▶ Assigned task 1
From the energy outlook excerpt, list every fossil fuel it names.
▶ Assigned task 2
Continue the energy outlook excerpt from the point where it stops.

▶ Excerpt provided
::::::::
Rebalancing the global wealth throughout the north to south, supporting for a broad-based international governance structure covering security, environmental and energy matters and strong networking policies and technologies for carbon efficiency are other characteristics of this scenario (WEC 2016).
Hard rock
This scenario portrays a shattered world of a divergent set of economies, energy and environmental outcomes supported by nationalist approaches and interests. This viewpoint prevents countries from efficient collaborating at the global level, especially in the climate change sector.
In this scenario, technologies would only be developed within the framework of national interests, which declines productivity and causes slower economic growth as compared to the other two scenarios. The self-centering governments are the dominants on political campaigns. The low investment, volatile costs, and win-lose policies lower energy efficiency and security throughout the world and raise inequality and poverty between developed and developing economies (WEC 2016).
British Petroleum (BP Energy Outlook-2017)
The global energy industries are changing, and the traditional demand sector is overtaken by fast-growing markets like China and India. The mix of the energy consumption portfolio is also changing, driven by technological developments and environmental concerns. Rapid economic growth in emerging economies doubles global GDP, and more than 2 billion people would be released from poverty and low incomes. This prosperity growth increases energy demand around 30%, which shows the necessity of rapid improvement in the energy efficiency sector.
The crude oil and natural gas dominance in energy supply provides half of the additional demand, and the renewables meet the remaining demand. The natural gas sector grows more quickly than the other two fossil fuels (crude oil and coal) led by shale gas beating coal as the third rank in energy supply. Higher energy efficiency, new technologies, and electrification in the transport industry lower the growth of oil demand. This may cause low-cost producers to take the advantage for more share of the market. The renewables are the fastest-growing resources, quadrupling over the next 20 years due to their competitive advantages and the decrease in carbon emissions (BP 2017).
ExxonMobil (2017 Outlook for Energy: a View to 2040)
ExxonMobil’s energy outlook by 2040 illustrates a global view of energy demand and supply based on long-term investments and highlights the world’s access to sufficient energy supply while reducing carbon emissions to address climate changes.
::::::::
Natural-language object grounding records
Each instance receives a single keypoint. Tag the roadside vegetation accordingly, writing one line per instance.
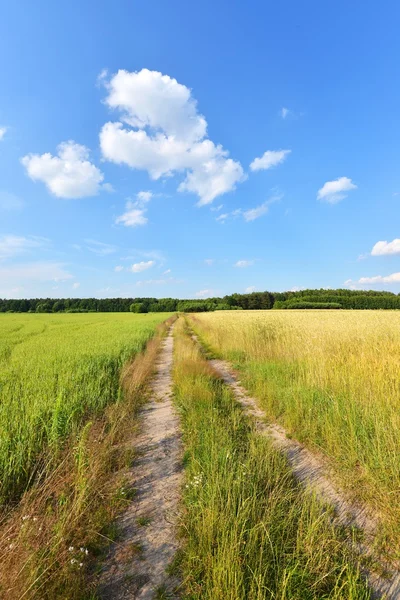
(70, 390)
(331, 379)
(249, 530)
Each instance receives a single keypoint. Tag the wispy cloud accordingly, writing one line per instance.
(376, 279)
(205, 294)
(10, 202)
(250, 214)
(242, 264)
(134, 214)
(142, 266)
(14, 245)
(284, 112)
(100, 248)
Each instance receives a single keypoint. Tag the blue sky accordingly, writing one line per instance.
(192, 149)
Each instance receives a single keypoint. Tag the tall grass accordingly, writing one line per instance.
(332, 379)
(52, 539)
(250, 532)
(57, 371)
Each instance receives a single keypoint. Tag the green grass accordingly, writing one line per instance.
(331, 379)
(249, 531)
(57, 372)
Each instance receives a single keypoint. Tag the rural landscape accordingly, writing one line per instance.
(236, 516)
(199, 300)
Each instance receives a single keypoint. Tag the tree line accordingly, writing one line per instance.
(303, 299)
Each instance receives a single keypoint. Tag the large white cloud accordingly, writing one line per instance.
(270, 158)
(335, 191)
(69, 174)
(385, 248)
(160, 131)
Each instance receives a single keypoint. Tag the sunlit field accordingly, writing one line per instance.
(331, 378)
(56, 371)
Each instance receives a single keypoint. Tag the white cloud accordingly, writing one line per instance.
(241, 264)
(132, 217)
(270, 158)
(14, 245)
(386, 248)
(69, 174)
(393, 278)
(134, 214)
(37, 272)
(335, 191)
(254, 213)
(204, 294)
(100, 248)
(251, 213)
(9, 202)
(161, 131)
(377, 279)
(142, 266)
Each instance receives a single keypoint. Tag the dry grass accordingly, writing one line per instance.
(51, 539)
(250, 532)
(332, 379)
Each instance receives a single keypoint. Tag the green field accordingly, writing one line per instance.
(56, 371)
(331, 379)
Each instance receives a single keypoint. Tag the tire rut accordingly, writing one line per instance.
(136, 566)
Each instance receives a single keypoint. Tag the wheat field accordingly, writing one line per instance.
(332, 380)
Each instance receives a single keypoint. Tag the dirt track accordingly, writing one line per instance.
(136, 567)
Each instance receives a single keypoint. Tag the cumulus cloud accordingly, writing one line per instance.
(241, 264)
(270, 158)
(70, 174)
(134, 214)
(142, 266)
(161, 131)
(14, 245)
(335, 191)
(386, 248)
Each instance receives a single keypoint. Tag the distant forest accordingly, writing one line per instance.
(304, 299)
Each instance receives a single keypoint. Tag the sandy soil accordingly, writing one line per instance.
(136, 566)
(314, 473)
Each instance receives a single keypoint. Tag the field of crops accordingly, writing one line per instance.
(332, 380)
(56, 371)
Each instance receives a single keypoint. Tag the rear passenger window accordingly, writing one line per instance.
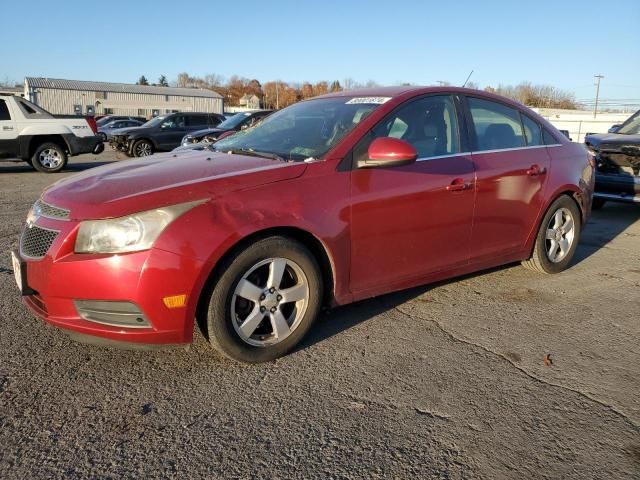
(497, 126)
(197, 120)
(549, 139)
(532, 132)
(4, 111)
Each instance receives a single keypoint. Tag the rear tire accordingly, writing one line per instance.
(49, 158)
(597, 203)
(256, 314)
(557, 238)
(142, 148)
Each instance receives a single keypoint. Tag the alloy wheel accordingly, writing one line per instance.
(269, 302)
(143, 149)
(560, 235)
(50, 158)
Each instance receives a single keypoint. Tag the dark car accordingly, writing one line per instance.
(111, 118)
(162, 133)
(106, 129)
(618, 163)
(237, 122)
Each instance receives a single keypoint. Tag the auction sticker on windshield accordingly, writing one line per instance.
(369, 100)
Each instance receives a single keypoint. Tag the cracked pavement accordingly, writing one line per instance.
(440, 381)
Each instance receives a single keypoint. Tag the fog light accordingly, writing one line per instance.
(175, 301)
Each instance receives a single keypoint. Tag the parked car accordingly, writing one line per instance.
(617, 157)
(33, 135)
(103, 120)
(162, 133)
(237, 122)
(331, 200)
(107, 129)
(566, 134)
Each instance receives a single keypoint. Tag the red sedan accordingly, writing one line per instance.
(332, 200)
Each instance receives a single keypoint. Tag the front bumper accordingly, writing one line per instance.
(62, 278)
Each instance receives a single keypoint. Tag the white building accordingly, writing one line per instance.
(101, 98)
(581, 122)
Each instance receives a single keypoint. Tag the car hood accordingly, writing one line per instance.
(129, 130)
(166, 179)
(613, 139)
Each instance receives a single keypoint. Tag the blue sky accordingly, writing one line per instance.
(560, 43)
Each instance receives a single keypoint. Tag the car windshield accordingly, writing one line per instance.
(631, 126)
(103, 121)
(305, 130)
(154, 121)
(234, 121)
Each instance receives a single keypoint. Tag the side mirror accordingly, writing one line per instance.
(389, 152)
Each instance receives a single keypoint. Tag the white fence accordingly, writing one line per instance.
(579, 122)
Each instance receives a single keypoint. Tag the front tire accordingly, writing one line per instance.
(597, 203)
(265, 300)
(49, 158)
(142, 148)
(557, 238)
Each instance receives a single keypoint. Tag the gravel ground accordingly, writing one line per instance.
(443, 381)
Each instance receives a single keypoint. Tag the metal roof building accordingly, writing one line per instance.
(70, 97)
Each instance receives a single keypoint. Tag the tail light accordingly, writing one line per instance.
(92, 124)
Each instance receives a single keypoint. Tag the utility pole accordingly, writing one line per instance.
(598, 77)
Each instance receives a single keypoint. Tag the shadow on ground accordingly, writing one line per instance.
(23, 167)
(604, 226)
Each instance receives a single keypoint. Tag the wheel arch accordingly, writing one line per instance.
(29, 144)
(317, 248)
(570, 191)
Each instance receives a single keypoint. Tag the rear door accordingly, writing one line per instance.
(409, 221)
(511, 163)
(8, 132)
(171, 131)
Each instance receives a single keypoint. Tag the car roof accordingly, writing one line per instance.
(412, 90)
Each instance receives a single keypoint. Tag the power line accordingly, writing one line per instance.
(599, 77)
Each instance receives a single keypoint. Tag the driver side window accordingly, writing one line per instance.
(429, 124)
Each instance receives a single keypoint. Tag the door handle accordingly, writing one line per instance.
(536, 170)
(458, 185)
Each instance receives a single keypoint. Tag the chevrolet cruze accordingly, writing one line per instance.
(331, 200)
::::::::
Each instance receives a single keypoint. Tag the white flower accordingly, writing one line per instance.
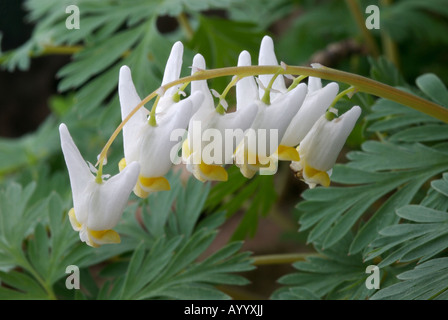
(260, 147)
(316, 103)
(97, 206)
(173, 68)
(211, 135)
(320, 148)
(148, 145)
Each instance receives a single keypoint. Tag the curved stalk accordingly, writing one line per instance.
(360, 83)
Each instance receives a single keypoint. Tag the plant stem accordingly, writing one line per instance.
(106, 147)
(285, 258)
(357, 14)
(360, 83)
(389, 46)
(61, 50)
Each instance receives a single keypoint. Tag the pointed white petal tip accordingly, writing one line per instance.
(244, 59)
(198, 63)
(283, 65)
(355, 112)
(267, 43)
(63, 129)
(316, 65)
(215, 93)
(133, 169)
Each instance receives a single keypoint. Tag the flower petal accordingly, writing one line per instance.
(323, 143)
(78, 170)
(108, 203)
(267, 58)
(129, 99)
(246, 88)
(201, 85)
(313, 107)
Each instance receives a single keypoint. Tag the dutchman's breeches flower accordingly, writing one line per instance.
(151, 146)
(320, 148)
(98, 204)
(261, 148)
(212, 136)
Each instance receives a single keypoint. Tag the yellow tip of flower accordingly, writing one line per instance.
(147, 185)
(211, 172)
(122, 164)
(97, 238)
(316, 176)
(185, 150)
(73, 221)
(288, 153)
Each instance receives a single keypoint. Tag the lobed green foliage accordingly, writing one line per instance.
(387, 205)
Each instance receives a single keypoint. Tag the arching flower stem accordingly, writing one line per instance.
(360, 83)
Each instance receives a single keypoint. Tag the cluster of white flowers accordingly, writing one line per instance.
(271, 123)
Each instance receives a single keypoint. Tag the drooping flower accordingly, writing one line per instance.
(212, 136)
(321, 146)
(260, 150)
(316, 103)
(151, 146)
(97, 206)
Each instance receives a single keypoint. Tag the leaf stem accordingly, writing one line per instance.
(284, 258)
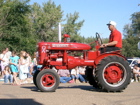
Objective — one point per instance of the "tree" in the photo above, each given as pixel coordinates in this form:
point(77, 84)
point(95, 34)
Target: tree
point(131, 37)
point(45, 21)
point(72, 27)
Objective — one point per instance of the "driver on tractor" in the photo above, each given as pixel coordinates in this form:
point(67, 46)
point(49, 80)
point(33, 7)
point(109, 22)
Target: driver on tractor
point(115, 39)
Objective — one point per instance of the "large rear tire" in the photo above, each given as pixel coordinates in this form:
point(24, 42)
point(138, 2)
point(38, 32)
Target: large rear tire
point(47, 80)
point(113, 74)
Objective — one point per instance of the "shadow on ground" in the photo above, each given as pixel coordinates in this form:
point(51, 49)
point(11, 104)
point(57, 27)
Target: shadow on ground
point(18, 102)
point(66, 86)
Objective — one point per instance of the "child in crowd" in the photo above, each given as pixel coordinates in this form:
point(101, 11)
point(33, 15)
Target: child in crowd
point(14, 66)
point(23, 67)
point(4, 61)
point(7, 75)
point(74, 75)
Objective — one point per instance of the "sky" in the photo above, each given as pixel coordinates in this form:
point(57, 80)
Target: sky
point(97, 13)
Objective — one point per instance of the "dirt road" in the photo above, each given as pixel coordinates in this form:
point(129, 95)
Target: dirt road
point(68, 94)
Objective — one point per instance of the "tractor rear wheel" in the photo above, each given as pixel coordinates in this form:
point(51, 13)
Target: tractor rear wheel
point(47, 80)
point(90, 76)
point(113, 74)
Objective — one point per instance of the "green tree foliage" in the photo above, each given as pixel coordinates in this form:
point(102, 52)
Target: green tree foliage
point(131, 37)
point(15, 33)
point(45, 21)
::::::::
▶ Result 1
Crude oil, natural gas, coal

▶ Result 2
By the year 2040, World’s population is expected to reach 9.1 billion, up from 7.3 billion today. Over the same period, global GDP doubles, with non-OECD as particularly having the high share of this astonishing growth. Expansion in the economy and industry increases energy demand by about 25% by 2040; global energy demand mix secures mostly (60%) by the oil and natural gas and about 25% from nuclear and renewables (ExxonMobil 2017).
Greenpeace and European Renewable Energy Council (Energy Revolution-2015)
Greenpeace-Energy [r]evolution scenario is very optimistic with respect to renewable energy supply. In this scenario, the global energy future is described with features such as sustainable energy supply, decarbonized economic prosperity and a sharp decline in energy intensity by 2030. This scenario makes it possible to keep the emissions below the 40 gigatons (IEA 2015).
The energy revolution scenario “ER” decarbonizes world energy sector by 2050 in the terms of higher energy efficiency and alternative energy sources like renewables. Global carbon emission stabilizes near 2020, and a steady reduction in emissions causes about zero by 2050. ER scenario phases out fossil and nuclear portfolio as fast as technically possible. By 2050, the world’s energy emission sum is 667 gigatonnes far beyond the 1000 gigatonnes of “safe” redline of the IPCC report. The main necessity to reach this amount of reduction mentioned in this scenario is shown in Fig. 4 (EREC 2012).
Necessities of decarbonization of the energy sector
Comparative analysis of global energy demand by scenarios
The energy demand does not necessarily include only final consumption, and it also includes the amount of energy loss in the production, conversion, transition and distribution processes. Hence, the demand is highly dependent on the efficiency in transition, conversion, and consumption (Abbaszadeh et al. 2013).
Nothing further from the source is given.